(Dataset records)
================

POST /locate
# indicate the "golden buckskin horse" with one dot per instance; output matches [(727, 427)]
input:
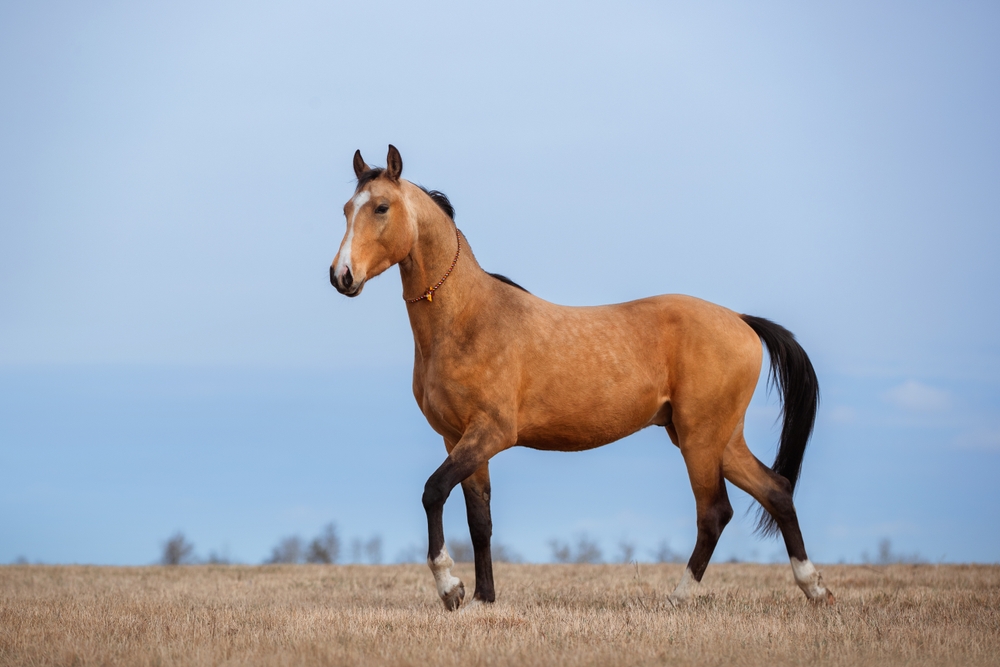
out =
[(496, 366)]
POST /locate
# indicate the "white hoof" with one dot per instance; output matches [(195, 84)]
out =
[(451, 590), (811, 582)]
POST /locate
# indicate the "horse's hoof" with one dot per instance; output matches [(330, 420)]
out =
[(453, 599)]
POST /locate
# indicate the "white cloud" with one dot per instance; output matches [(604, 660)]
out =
[(918, 397), (984, 439)]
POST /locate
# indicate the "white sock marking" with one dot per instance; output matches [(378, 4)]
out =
[(441, 567)]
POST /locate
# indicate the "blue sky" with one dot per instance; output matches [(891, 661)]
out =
[(172, 356)]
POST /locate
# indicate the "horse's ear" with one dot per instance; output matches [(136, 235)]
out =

================

Written problem.
Arrange every line of the material above as a JSON list of strings, one string per line, with blank lines skipped. Leave the pictures out.

Worked answer.
[
  "POST /locate",
  "# indicate the \"golden buckskin horse\" with one dot per instance; output matches [(727, 427)]",
  "input:",
  "out =",
  "[(496, 366)]",
  "POST /locate",
  "# indicate the \"white hoof\" with one dot per instance; output matches [(195, 84)]",
  "out =",
  "[(451, 590), (811, 582)]",
  "POST /locate",
  "# indicate the \"horse's hoof\" with one dot per instance; output matches [(330, 420)]",
  "out =",
  "[(453, 599)]",
  "POST /locate",
  "# indicate the \"white cloud\" with one dot per instance; output matches [(604, 660)]",
  "out =",
  "[(918, 397), (984, 439)]",
  "POST /locate",
  "# indicate the \"white sock marking\" with one dot per instance; output matches [(378, 4)]",
  "out =",
  "[(441, 567)]",
  "POST /locate",
  "# indicate the \"blue sky\" with one dot per instance; output matches [(891, 661)]",
  "out =",
  "[(172, 356)]",
  "POST /locate",
  "# indicate the \"horse's ear\" with one dot per instance; output matches [(136, 235)]",
  "out ="
]